# Porzione di testo

Una ricerca sbagliata e una presenza concreta come il pane
Dal vangelo secondo Giovanni (Gv 6, 24-35)
In quel tempo, quando la folla vide che Gesù non era più là e nemmeno i suoi discepoli, salì sulle barche e si diresse alla volta di Cafàrnao alla ricerca di Gesù. Lo trovarono di là dal mare e gli dissero: «Rabbì, quando sei venuto qua?». Gesù rispose loro: «In verità, in verità io vi dico: voi mi cercate non perché avete visto dei segni, ma perché avete mangiato di quei pani e vi siete saziati. Datevi da fare non per il cibo che non dura, ma per il cibo che rimane per la vita eterna e che il Figlio dell’uomo vi darà. Perché su di lui il Padre, Dio, ha messo il suo sigillo». Gli dissero allora: «Che cosa dobbiamo compiere per fare le opere di Dio?». Gesù rispose loro: «Questa è l’opera di Dio: che crediate in colui che egli ha mandato». Allora gli dissero: «Quale segno tu compi perché vediamo e ti crediamo? Quale opera fai? I nostri padri hanno mangiato la manna nel deserto, come sta scritto: “Diede loro da mangiare un pane dal cielo”». Rispose loro Gesù: «In verità, in verità io vi dico: non è Mosè che vi ha dato il pane dal cielo, ma è il Padre mio che vi dà il pane dal cielo, quello vero. Infatti il pane di Dio è colui che discende dal cielo e dà la vita al mondo». Allora gli dissero: «Signore, dacci sempre questo pane». Gesù rispose loro: «Io sono il pane della vita; chi viene a me non avrà fame e chi crede in me non avrà sete, mai!».
È la folla ad avviare quello che è chiamato il “discorso del pane di vita”, che in realtà è una discussione in cui Gesù dialoga con vari interlocutori (qui la folla, ma poi ci saranno gli avversari, detti Giudei, cioè i capi religiosi, infine un altro gruppo saranno i discepoli e all’interno di essi i dodici). Infatti la folla, qualche tempo dopo il segno dei pani, si accorge che Gesù e i suoi discepoli non sono più là. E inizia una ricerca,
dirigendosi con le barche verso Cafarnao.
La ricerca “geografica” si conclude quasi subito, oltre il mare, nella sinagoga della città. Qui la folla pone molte domande a Gesù. E Gesù a nessuna di queste domande risponde; infatti ogni intervento del Messia è un tentativo di ridirigere una ricerca sbagliata. Se, infatti, la ricerca da parte della folla sul lago di Tiberiade era stata breve, le domande che essa rivolge a Gesù vanno tutte cambiate. Non sarà facile, tanto che molti rinunceranno e se ne andranno.

# Consegna
Nel passo del Vangelo di Giovanni riportato nel testo, quali domande rivolge la folla a Gesù? Riportale tutte con le stesse parole.

# Estratti da un dataset di puntamento

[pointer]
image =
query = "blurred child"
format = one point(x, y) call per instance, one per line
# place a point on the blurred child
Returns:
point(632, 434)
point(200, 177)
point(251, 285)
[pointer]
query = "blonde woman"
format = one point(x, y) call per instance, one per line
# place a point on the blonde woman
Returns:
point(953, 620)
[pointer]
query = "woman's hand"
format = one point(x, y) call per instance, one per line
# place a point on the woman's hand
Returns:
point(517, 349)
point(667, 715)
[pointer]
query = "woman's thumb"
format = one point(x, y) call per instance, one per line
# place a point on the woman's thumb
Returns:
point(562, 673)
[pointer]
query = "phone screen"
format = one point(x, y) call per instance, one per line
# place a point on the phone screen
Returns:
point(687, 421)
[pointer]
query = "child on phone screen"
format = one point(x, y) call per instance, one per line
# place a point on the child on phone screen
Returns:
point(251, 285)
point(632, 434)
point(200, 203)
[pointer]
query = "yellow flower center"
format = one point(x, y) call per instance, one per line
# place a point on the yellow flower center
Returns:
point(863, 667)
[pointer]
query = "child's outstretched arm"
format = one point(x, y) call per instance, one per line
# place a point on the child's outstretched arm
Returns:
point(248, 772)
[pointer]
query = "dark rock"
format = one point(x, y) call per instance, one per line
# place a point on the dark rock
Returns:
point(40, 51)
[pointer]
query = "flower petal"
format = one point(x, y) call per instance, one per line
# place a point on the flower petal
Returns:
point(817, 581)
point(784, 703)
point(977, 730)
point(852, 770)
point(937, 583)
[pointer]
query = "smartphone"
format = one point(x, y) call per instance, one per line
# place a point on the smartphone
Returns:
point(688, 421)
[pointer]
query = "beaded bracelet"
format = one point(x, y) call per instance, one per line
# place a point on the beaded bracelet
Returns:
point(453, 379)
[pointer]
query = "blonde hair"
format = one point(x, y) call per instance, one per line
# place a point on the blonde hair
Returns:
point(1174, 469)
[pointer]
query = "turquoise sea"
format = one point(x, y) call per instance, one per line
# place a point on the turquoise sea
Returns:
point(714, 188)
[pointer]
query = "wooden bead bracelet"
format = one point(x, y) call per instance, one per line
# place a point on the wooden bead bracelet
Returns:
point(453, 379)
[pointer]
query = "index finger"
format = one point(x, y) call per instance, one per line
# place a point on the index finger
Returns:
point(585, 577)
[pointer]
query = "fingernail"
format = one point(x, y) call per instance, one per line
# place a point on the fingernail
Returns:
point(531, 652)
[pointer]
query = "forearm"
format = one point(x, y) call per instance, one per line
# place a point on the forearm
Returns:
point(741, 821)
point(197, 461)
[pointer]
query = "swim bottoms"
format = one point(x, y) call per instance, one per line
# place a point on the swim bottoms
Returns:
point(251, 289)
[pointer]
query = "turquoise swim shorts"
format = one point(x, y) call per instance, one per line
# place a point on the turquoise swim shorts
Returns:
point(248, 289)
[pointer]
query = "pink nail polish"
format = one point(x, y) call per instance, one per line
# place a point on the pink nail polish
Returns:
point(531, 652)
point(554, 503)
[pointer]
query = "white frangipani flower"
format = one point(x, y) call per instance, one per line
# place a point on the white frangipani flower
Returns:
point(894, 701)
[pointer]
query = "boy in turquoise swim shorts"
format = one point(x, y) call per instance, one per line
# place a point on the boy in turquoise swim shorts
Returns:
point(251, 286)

# Risposta finale
- «Rabbì, quando sei venuto qua?»
- «Che cosa dobbiamo compiere per fare le opere di Dio?»
- «Quale segno tu compi perché vediamo e ti crediamo?»
- «Quale opera fai?»